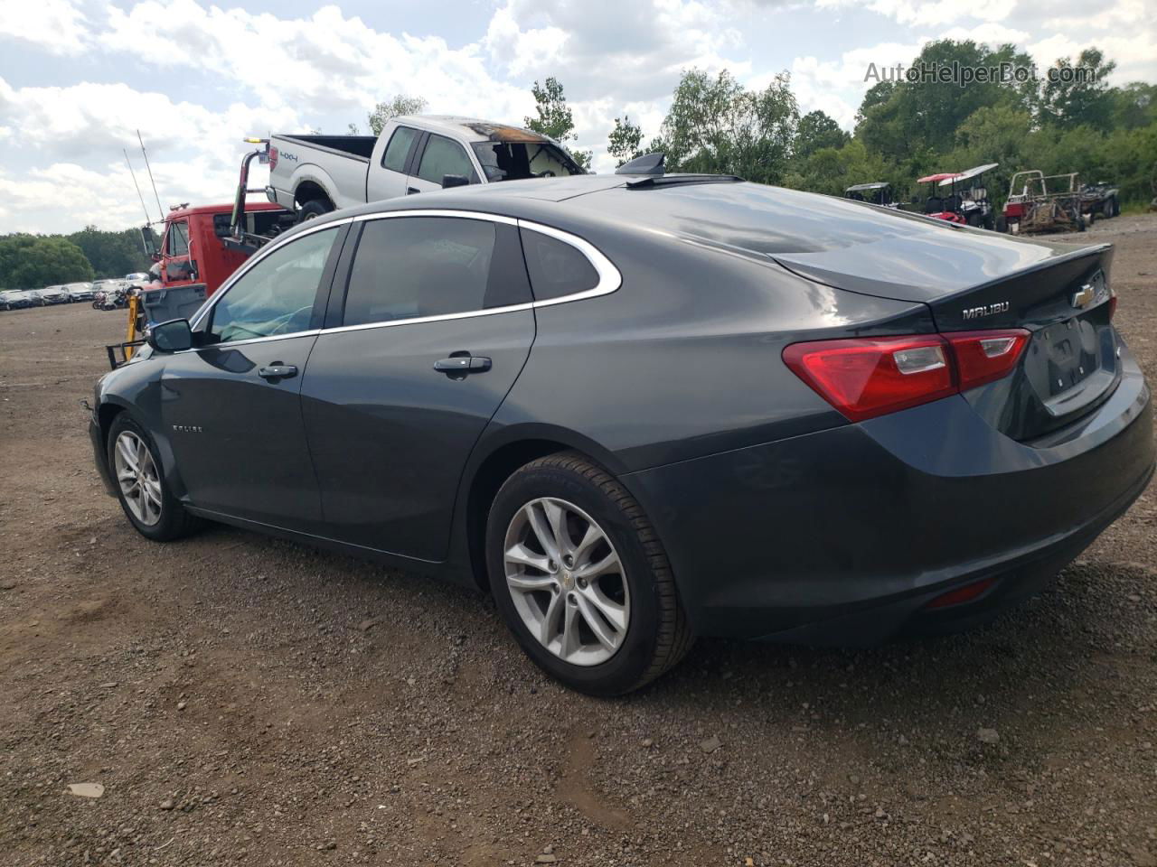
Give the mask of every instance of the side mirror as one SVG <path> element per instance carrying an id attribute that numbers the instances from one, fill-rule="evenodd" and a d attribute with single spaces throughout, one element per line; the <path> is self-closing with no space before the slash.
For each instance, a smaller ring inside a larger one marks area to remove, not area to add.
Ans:
<path id="1" fill-rule="evenodd" d="M 170 319 L 149 328 L 145 340 L 159 353 L 179 353 L 192 349 L 193 332 L 187 319 Z"/>
<path id="2" fill-rule="evenodd" d="M 160 258 L 161 254 L 156 250 L 156 235 L 153 234 L 153 227 L 141 227 L 141 246 L 145 247 L 145 255 L 154 261 Z"/>

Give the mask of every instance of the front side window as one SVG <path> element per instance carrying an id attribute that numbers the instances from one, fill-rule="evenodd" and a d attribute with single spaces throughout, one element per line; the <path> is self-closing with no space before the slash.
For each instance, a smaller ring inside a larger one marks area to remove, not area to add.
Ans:
<path id="1" fill-rule="evenodd" d="M 207 342 L 308 331 L 337 237 L 337 228 L 312 232 L 279 247 L 245 272 L 213 306 Z"/>
<path id="2" fill-rule="evenodd" d="M 547 141 L 480 141 L 473 147 L 487 180 L 562 178 L 584 173 L 562 148 Z"/>
<path id="3" fill-rule="evenodd" d="M 441 185 L 444 175 L 460 175 L 473 179 L 474 166 L 462 146 L 443 135 L 430 135 L 418 165 L 418 177 Z"/>
<path id="4" fill-rule="evenodd" d="M 169 223 L 169 255 L 189 255 L 189 223 Z"/>
<path id="5" fill-rule="evenodd" d="M 342 325 L 467 313 L 530 301 L 518 230 L 487 220 L 391 217 L 366 223 Z"/>
<path id="6" fill-rule="evenodd" d="M 406 157 L 410 156 L 410 146 L 418 138 L 418 131 L 408 126 L 399 126 L 390 136 L 390 143 L 385 146 L 382 154 L 382 168 L 390 171 L 403 171 L 406 168 Z"/>

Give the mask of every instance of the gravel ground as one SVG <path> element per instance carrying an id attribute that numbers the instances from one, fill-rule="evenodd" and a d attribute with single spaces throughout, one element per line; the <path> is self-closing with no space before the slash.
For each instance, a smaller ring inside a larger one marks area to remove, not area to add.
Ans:
<path id="1" fill-rule="evenodd" d="M 1157 381 L 1157 215 L 1084 237 Z M 121 327 L 0 313 L 0 864 L 1157 865 L 1154 487 L 986 629 L 598 701 L 480 594 L 133 533 L 78 406 Z"/>

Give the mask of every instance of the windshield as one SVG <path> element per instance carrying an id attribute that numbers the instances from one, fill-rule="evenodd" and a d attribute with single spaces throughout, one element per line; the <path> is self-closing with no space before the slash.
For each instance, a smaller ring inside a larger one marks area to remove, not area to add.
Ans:
<path id="1" fill-rule="evenodd" d="M 574 160 L 548 141 L 479 141 L 474 154 L 487 180 L 563 178 L 583 175 Z"/>

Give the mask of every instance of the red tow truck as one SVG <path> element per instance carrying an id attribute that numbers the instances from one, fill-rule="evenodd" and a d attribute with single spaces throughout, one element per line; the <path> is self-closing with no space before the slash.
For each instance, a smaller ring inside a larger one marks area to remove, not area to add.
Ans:
<path id="1" fill-rule="evenodd" d="M 169 209 L 160 240 L 153 224 L 141 228 L 145 252 L 156 265 L 153 282 L 141 286 L 128 306 L 124 343 L 105 347 L 112 366 L 132 357 L 142 341 L 138 334 L 154 323 L 187 318 L 263 244 L 296 222 L 296 215 L 268 201 L 246 201 L 249 168 L 255 158 L 268 162 L 268 139 L 245 139 L 260 147 L 245 155 L 233 202 L 189 202 Z M 119 355 L 118 355 L 119 351 Z"/>

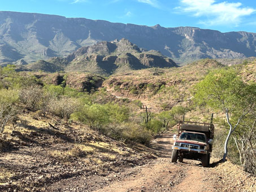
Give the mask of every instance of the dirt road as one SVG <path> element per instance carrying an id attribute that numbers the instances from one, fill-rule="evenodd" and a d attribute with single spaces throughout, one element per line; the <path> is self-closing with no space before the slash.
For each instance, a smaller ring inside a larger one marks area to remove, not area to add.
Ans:
<path id="1" fill-rule="evenodd" d="M 167 132 L 159 136 L 153 148 L 159 158 L 150 164 L 121 173 L 120 180 L 101 187 L 97 192 L 127 191 L 216 191 L 207 180 L 207 169 L 199 162 L 184 160 L 171 163 L 173 134 Z"/>

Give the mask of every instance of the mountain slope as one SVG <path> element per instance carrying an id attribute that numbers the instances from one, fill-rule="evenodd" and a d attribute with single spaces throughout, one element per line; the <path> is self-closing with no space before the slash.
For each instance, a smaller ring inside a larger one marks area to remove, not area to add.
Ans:
<path id="1" fill-rule="evenodd" d="M 129 69 L 177 66 L 172 60 L 159 52 L 141 49 L 124 38 L 82 47 L 66 58 L 54 57 L 47 61 L 39 60 L 27 66 L 22 66 L 31 71 L 54 72 L 64 70 L 102 75 Z"/>
<path id="2" fill-rule="evenodd" d="M 205 58 L 256 56 L 253 33 L 147 27 L 9 11 L 0 11 L 0 21 L 1 63 L 66 56 L 83 46 L 122 38 L 181 63 Z"/>

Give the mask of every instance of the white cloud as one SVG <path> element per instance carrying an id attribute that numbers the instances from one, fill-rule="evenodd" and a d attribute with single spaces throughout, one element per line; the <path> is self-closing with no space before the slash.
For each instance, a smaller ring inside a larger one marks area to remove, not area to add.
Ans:
<path id="1" fill-rule="evenodd" d="M 73 1 L 71 3 L 71 4 L 77 3 L 83 3 L 83 2 L 88 2 L 88 0 L 73 0 Z"/>
<path id="2" fill-rule="evenodd" d="M 126 16 L 127 17 L 129 17 L 129 17 L 131 17 L 131 16 L 132 16 L 132 12 L 131 12 L 131 11 L 128 11 L 128 12 L 126 13 L 125 16 Z"/>
<path id="3" fill-rule="evenodd" d="M 256 10 L 244 7 L 242 3 L 216 2 L 215 0 L 180 0 L 181 6 L 176 10 L 192 13 L 194 16 L 206 16 L 200 23 L 208 25 L 235 24 L 237 26 L 243 16 L 250 15 Z"/>
<path id="4" fill-rule="evenodd" d="M 159 2 L 157 0 L 137 0 L 139 2 L 149 4 L 153 7 L 159 8 Z"/>
<path id="5" fill-rule="evenodd" d="M 122 16 L 118 16 L 119 18 L 131 18 L 133 16 L 133 14 L 130 11 L 125 10 L 125 14 Z"/>

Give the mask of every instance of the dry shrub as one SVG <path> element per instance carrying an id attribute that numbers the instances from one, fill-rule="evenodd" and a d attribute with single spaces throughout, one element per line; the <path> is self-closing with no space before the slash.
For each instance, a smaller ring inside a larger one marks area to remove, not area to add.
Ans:
<path id="1" fill-rule="evenodd" d="M 20 90 L 19 98 L 21 103 L 33 109 L 41 99 L 42 95 L 41 87 L 38 85 L 34 85 Z"/>
<path id="2" fill-rule="evenodd" d="M 70 115 L 77 111 L 79 103 L 75 98 L 63 96 L 59 99 L 55 99 L 51 103 L 51 111 L 55 115 L 68 120 Z"/>

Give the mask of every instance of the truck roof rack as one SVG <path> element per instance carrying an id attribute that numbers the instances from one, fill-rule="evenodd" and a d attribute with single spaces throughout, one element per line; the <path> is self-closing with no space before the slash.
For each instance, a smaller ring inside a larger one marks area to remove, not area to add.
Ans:
<path id="1" fill-rule="evenodd" d="M 212 121 L 211 121 L 211 123 Z M 180 121 L 179 124 L 179 135 L 182 131 L 196 131 L 206 134 L 208 138 L 214 138 L 214 125 L 211 123 Z"/>

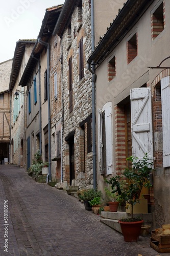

» **TASK BRIEF**: Arrange all the lines above as a JSON list of strings, one string per line, skipping blank lines and leaving the pictures out.

» **THE REPLY**:
[
  "Give the mask of every instance of the side mirror as one SVG <path> element per instance carrying an id attribute that numbers the instances from one, fill-rule=\"evenodd\" and a d attribute with single spaces throughout, one element per line; the <path> is self-closing with no space before the slash.",
  "For each instance, a smaller ring inside a larger one marks area to remove, not area to add.",
  "Ans:",
  "<path id=\"1\" fill-rule=\"evenodd\" d=\"M 170 319 L 149 328 L 145 340 L 159 353 L 179 353 L 192 349 L 193 332 L 187 319 Z\"/>",
  "<path id=\"2\" fill-rule=\"evenodd\" d=\"M 160 258 L 161 254 L 156 250 L 156 235 L 153 234 L 153 227 L 141 227 L 141 246 L 145 247 L 145 255 L 154 261 Z\"/>",
  "Give the mask of every instance of the front side window as one SVG <path> element per instance carrying an id attribute that numbers the instances from one, fill-rule=\"evenodd\" and a d attribute with single spaces throughout, one element per line; the <path> is self-closing with no space before the slash.",
  "For each instance, a smaller ring inside a larger one marks area to remove, not area to add.",
  "Ans:",
  "<path id=\"1\" fill-rule=\"evenodd\" d=\"M 207 342 L 308 331 L 337 237 L 337 228 L 312 232 L 279 247 L 245 272 L 213 306 Z\"/>",
  "<path id=\"2\" fill-rule=\"evenodd\" d=\"M 547 141 L 480 141 L 473 147 L 487 180 L 562 178 L 584 173 L 562 148 Z\"/>",
  "<path id=\"3\" fill-rule=\"evenodd\" d=\"M 441 185 L 444 175 L 460 175 L 473 179 L 474 166 L 462 146 L 443 135 L 430 135 L 418 165 L 418 177 Z\"/>",
  "<path id=\"4\" fill-rule=\"evenodd\" d=\"M 169 223 L 169 255 L 189 255 L 189 223 Z\"/>",
  "<path id=\"5\" fill-rule=\"evenodd\" d=\"M 342 325 L 467 313 L 530 301 L 518 230 L 487 220 L 391 217 L 366 223 Z\"/>",
  "<path id=\"6\" fill-rule=\"evenodd\" d=\"M 406 157 L 410 156 L 410 146 L 418 138 L 418 131 L 408 126 L 399 126 L 390 136 L 390 143 L 385 146 L 382 154 L 382 168 L 390 171 L 403 171 L 406 168 Z\"/>",
  "Give the mask of every instance of the gravel ground as one SVG <path> element per instance carrying an id attribute that numbers the instances from one, fill-rule=\"evenodd\" and a d attribute with single spaces throughout, one element per line; the <path> is self-closing with no space before the slash.",
  "For each instance, a smaller ring inside a larger one marks area to remove, not area to add.",
  "Ans:",
  "<path id=\"1\" fill-rule=\"evenodd\" d=\"M 1157 381 L 1157 215 L 1084 237 Z M 121 327 L 0 313 L 0 864 L 1157 865 L 1154 487 L 986 629 L 598 701 L 480 594 L 133 533 L 78 406 Z\"/>",
  "Give the mask of every instance of the windshield as one SVG <path> element per instance carrying an id attribute that numbers the instances from one, fill-rule=\"evenodd\" and a d attribute with single spaces throughout, one element per line; the <path> is self-closing with no space before the slash.",
  "For each instance, a smaller ring inside a larger one marks area to remove, not area to add.",
  "Ans:",
  "<path id=\"1\" fill-rule=\"evenodd\" d=\"M 574 160 L 548 141 L 479 141 L 474 154 L 487 180 L 563 178 L 583 175 Z\"/>",
  "Give the mask of every instance of the red tow truck as one SVG <path> element per instance carrying an id attribute that numbers the instances from one, fill-rule=\"evenodd\" and a d attribute with single spaces throughout, one element per line; the <path> is self-closing with no space before the slash.",
  "For each instance, a smaller ring inside a larger one marks area to remove, not area to add.",
  "Ans:",
  "<path id=\"1\" fill-rule=\"evenodd\" d=\"M 169 209 L 160 240 L 153 224 L 141 228 L 145 252 L 156 265 L 153 282 L 141 286 L 128 306 L 124 343 L 105 347 L 112 366 L 132 357 L 142 341 L 138 334 L 154 323 L 187 318 L 263 244 L 296 222 L 296 215 L 268 201 L 246 201 L 249 168 L 255 158 L 268 162 L 268 139 L 245 139 L 260 147 L 245 155 L 233 202 L 189 202 Z M 119 355 L 118 355 L 119 351 Z\"/>",
  "Give the mask of every instance of the dirt road as one SVG <path> element per instance carrying an id attribute that numbers the instances from one, fill-rule=\"evenodd\" and a d attribute with single spaces throughout, one element per line; the <path> is self-closing with no space before the slash.",
  "For each instance, a smaller ring inside a larger one marks area to remove, not area to add.",
  "Ans:",
  "<path id=\"1\" fill-rule=\"evenodd\" d=\"M 167 132 L 159 136 L 153 148 L 159 158 L 150 164 L 121 173 L 120 180 L 101 187 L 97 192 L 127 191 L 216 191 L 207 180 L 207 169 L 199 162 L 184 160 L 171 163 L 173 134 Z\"/>",
  "Give the mask of every instance of the mountain slope as one SVG <path> element per instance carrying an id attribute that numbers the instances from one, fill-rule=\"evenodd\" and a d attribute with single spaces throughout, one element per line; the <path> is self-closing with no space before the slash.",
  "For each instance, a smaller ring inside a larger one marks area to remove, not area to add.",
  "Ans:",
  "<path id=\"1\" fill-rule=\"evenodd\" d=\"M 129 69 L 177 66 L 172 60 L 159 52 L 141 49 L 124 38 L 82 47 L 66 58 L 54 57 L 47 61 L 39 60 L 27 66 L 22 66 L 31 71 L 54 72 L 64 70 L 102 75 Z\"/>",
  "<path id=\"2\" fill-rule=\"evenodd\" d=\"M 205 58 L 256 56 L 253 33 L 147 27 L 9 11 L 0 11 L 0 21 L 1 63 L 66 56 L 83 46 L 122 38 L 181 63 Z\"/>",
  "Give the mask of every instance of the white cloud as one SVG <path> element per instance carrying an id attribute that numbers the instances from one, fill-rule=\"evenodd\" and a d attribute with single spaces throughout, one element per line; the <path> is self-closing with no space before the slash.",
  "For each instance, a smaller ring inside a larger one marks area to remove, not area to add.",
  "Ans:",
  "<path id=\"1\" fill-rule=\"evenodd\" d=\"M 73 1 L 71 3 L 71 4 L 77 3 L 83 3 L 83 2 L 88 2 L 88 0 L 73 0 Z\"/>",
  "<path id=\"2\" fill-rule=\"evenodd\" d=\"M 126 16 L 127 17 L 129 17 L 129 17 L 131 17 L 131 16 L 132 16 L 132 12 L 131 12 L 131 11 L 128 11 L 128 12 L 126 13 L 125 16 Z\"/>",
  "<path id=\"3\" fill-rule=\"evenodd\" d=\"M 256 10 L 244 7 L 242 3 L 216 2 L 215 0 L 180 0 L 181 6 L 176 10 L 192 13 L 194 16 L 206 16 L 200 23 L 208 25 L 235 24 L 237 26 L 243 16 L 250 15 Z\"/>",
  "<path id=\"4\" fill-rule=\"evenodd\" d=\"M 159 2 L 157 0 L 137 0 L 139 2 L 149 4 L 153 7 L 159 8 Z\"/>",
  "<path id=\"5\" fill-rule=\"evenodd\" d=\"M 122 16 L 118 16 L 119 18 L 131 18 L 133 16 L 133 14 L 130 11 L 125 10 L 125 14 Z\"/>",
  "Give the mask of every instance of the dry shrub as one SVG <path> element per instance carrying an id attribute that numbers the instances from one, fill-rule=\"evenodd\" and a d attribute with single spaces throughout, one element per line; the <path> is self-closing with no space before the slash.",
  "For each instance, a smaller ring inside a larger one marks area to remove, not area to add.",
  "Ans:",
  "<path id=\"1\" fill-rule=\"evenodd\" d=\"M 20 90 L 19 98 L 21 103 L 33 109 L 41 99 L 42 95 L 41 87 L 38 85 L 34 85 Z\"/>",
  "<path id=\"2\" fill-rule=\"evenodd\" d=\"M 70 115 L 77 111 L 79 103 L 75 98 L 63 96 L 59 99 L 55 99 L 51 103 L 51 111 L 55 115 L 68 120 Z\"/>",
  "Give the mask of every instance of the truck roof rack as one SVG <path> element per instance carrying an id attribute that numbers the instances from one, fill-rule=\"evenodd\" and a d attribute with single spaces throughout, one element per line; the <path> is self-closing with no space before the slash.",
  "For each instance, a smaller ring inside a larger one marks area to remove, not area to add.",
  "Ans:",
  "<path id=\"1\" fill-rule=\"evenodd\" d=\"M 212 121 L 211 121 L 211 123 Z M 180 121 L 179 124 L 179 135 L 182 131 L 196 131 L 206 134 L 208 138 L 214 138 L 214 125 L 211 123 Z\"/>"
]